### READING PASSAGE

- - -

I am not able to explain why I cannot let myself relax and truly believe I can reach her through any means, I sincerely tried the meditation above,and for brief moment I saw her running and smiling and so young I hardly recognized her,and at this time I began to get feverishly hot from inside out,but it passed within a minute or so. Then I had urge to write this email,again I apologize,its really really way too long! But I don’t feel any connection or peace,just heartache. She’s buried right beyond my kitchen window,but I refuse to go outside to visit her grave. Not yet at least. Even the curtains are drawn and I have made it clear they are to stay closed. How can I find peace and more importantly,how can I be sure she is happy,safe or anything at all? I have never lost my Faith, I was raised by Christians,and I have whittled my own religious beliefs around theirs,but a bit more simplified version of God’s expectations,though still a Christian nonetheless. I have lost five of my dearest friends and family,within these past five years. My Faith never left me, I will admit I was confused and angry sometimes. So how can Sadie,a dog,a pet, cause me so much grief that I question God,and Heaven and our purpose? I begged for a sign or a miracle and finally for a chance to know she’s happy,not at peace,she deserves happy dammit. But nothing, so that must mean there’s nothing? This is it? I am in a dilemma,a catch 22,or whatever the saying is.. I must either believe God is so sure of himself that he ignores cries of his faithful believers to send a simple sign,and in return I get to go to Heaven and see my beloveds-assuming God has a place in Heaven for dogs,who knows?? Dogs are innocents,as are children,so it’s only fair,right? Now let’s see,that just leaves me one other choice,and if I refuse to believe God is so callous then it must mean there is no God,which means no Heaven and no reunion. No happy place for Sadie Rose. And finally, there is a God who can be merciful,to someone somewhere,and I have Faith this is all justifiable,shut out that voice in my head that says no way could I follow such a cruel deity,once again landing me nowhere near to Heaven and my loved ones. Guess I am lil tired, I am officially rambling. Just thought I would share with you the things that make me go hmm.

- - -

### SUPPLIED MATERIAL
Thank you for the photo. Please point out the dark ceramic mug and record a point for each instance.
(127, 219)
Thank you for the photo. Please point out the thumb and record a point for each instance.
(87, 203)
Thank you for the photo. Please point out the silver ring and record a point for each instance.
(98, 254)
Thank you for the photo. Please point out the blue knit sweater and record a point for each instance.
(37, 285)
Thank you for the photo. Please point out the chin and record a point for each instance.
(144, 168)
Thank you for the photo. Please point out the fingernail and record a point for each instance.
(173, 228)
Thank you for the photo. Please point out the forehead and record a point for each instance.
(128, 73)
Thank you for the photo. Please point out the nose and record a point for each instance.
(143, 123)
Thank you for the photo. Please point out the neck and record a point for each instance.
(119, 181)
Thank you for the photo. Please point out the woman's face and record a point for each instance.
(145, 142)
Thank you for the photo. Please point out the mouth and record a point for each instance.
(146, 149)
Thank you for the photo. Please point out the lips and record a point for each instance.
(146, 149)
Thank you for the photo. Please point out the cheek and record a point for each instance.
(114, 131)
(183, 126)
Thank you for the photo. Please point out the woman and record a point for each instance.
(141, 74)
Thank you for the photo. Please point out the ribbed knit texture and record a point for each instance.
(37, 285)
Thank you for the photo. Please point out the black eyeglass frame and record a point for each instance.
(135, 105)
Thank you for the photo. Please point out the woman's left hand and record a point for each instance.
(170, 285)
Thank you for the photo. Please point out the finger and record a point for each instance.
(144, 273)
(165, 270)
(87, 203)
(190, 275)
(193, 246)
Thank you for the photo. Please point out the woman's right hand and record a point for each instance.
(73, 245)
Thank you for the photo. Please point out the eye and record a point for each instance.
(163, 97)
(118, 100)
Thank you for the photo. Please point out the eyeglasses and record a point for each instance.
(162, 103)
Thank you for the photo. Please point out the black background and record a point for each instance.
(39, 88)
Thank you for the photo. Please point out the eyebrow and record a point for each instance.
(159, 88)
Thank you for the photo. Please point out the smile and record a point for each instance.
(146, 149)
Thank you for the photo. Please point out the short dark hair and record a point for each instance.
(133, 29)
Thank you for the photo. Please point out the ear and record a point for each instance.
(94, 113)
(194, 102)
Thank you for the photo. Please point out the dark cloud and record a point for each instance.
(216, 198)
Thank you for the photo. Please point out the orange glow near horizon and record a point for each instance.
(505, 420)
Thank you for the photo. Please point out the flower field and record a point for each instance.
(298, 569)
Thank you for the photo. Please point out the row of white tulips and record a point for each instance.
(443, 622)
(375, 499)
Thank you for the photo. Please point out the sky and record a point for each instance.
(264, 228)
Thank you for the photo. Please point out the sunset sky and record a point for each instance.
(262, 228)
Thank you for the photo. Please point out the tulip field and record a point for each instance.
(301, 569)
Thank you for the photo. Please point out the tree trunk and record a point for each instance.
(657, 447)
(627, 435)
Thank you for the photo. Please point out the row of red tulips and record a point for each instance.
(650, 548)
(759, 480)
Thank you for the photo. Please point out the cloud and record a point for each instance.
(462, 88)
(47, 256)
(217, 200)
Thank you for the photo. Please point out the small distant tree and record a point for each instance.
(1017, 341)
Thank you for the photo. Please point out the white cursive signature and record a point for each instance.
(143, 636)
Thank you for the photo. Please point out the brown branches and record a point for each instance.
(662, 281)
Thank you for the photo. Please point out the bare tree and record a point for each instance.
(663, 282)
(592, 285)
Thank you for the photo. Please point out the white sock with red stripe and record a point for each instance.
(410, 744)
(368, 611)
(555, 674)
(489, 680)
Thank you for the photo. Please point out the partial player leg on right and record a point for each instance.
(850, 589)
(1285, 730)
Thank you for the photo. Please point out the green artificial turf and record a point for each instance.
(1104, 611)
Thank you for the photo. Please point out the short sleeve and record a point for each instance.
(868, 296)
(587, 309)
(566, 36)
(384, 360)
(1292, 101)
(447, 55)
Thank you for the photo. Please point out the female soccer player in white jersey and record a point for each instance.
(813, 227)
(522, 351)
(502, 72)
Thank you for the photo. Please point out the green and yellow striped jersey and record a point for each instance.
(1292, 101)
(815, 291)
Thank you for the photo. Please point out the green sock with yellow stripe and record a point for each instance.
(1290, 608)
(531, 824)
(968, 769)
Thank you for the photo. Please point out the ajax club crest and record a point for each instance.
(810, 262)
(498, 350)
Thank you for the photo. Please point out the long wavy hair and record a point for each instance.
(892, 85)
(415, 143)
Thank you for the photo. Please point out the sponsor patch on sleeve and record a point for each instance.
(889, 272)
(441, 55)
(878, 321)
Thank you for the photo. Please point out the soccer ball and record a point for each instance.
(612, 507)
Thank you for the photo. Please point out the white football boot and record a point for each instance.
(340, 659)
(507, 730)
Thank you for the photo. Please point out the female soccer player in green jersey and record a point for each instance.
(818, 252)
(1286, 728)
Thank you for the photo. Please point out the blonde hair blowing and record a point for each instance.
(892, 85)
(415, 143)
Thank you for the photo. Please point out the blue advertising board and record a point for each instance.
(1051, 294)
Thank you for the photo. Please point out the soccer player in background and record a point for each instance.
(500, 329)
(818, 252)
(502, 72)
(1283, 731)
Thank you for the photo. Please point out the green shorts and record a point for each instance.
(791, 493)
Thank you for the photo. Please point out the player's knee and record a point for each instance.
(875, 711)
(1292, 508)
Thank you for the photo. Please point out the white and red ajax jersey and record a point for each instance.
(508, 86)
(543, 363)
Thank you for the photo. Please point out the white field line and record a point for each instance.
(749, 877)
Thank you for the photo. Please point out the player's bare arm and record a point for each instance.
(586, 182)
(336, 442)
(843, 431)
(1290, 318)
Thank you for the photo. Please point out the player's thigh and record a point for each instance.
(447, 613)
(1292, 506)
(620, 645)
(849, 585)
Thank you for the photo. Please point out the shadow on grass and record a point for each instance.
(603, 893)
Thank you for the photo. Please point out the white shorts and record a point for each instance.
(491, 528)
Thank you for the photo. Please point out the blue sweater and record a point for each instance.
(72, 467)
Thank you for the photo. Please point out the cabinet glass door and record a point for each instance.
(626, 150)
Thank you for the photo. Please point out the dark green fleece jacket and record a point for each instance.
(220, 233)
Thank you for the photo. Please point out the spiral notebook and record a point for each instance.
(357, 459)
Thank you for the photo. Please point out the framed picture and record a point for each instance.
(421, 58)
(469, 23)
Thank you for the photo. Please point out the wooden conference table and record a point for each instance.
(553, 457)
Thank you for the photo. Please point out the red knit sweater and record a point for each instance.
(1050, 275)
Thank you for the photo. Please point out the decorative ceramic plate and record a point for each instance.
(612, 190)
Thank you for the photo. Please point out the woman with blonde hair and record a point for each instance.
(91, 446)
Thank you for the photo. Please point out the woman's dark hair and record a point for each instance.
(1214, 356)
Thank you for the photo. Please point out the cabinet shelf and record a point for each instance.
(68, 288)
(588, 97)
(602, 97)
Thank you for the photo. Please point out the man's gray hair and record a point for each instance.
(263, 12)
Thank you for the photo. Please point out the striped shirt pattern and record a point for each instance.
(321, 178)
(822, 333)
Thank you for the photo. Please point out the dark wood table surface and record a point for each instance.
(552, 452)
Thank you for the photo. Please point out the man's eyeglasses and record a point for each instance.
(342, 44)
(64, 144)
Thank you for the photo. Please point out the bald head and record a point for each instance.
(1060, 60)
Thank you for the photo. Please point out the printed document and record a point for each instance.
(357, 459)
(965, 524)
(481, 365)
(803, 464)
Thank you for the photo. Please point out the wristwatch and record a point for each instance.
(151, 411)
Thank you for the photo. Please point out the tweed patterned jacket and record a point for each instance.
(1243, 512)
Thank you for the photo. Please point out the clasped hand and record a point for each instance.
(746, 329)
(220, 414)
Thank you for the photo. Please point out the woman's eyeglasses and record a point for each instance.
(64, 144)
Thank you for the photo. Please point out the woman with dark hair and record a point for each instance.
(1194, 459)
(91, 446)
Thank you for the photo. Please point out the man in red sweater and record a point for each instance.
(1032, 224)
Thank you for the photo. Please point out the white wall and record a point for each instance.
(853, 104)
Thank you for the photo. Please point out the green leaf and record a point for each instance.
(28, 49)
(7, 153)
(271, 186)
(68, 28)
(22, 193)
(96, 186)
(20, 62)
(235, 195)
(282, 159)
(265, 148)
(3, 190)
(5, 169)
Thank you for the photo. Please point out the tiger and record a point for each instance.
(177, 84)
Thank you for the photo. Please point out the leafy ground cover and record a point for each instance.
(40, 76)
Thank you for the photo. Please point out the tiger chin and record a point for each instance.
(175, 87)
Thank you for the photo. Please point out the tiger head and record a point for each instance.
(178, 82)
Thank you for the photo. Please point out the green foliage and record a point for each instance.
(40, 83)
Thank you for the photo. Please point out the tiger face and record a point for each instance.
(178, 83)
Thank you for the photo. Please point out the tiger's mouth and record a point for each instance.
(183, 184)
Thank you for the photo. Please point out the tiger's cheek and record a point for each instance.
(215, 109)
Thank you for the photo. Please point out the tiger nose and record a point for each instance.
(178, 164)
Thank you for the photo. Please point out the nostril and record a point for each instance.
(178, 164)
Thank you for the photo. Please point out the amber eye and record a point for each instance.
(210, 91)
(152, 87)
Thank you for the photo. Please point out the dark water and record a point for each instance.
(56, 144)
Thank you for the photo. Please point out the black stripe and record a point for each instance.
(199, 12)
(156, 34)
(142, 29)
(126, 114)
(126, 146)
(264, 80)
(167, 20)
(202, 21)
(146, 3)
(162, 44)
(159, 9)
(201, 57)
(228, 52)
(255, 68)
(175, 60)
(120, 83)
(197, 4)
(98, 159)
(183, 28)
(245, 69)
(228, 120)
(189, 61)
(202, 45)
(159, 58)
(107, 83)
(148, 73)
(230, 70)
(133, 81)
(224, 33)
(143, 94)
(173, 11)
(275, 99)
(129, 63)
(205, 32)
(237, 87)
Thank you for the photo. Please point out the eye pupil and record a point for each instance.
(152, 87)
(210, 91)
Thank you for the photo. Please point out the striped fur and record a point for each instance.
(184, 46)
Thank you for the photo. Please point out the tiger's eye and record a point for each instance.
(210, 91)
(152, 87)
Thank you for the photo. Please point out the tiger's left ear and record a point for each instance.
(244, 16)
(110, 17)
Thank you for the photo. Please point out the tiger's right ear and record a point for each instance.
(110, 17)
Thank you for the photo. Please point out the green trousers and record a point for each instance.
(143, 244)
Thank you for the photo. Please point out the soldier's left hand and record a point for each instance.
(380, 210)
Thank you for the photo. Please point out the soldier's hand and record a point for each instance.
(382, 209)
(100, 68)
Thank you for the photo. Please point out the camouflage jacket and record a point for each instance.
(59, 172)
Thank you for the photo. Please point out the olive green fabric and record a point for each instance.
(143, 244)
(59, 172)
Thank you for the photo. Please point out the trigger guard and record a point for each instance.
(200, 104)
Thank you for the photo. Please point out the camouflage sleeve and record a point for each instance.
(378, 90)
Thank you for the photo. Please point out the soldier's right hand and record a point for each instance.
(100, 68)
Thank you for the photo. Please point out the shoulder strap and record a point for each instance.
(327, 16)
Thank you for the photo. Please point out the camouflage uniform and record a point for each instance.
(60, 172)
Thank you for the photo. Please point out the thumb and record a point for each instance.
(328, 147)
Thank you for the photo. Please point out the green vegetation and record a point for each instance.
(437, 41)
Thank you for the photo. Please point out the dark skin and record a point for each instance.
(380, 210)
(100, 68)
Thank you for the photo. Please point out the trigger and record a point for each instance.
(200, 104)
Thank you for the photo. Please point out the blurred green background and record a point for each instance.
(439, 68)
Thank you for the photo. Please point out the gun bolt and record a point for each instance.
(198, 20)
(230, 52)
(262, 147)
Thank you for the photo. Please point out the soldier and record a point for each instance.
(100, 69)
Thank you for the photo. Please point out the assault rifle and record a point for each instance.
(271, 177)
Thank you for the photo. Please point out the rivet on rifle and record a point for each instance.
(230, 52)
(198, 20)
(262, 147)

- - -

### WHAT YOU ARE ASKED TO DO
Please say where Sadie is buried, according to the email about grieving for her.

### EXERCISE SOLUTION
Right beyond the writer's kitchen window.